[SOURCE INFORMATION]:

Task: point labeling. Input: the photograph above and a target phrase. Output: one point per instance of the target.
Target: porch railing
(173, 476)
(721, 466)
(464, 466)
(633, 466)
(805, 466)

[WORK TASK]:
Retype the records above exactly.

[REPLY]:
Task: point labeling. Input: the photograph above and a target phrase. Output: one point per instance of the target.
Target: porch railing
(173, 476)
(721, 466)
(464, 466)
(633, 466)
(805, 466)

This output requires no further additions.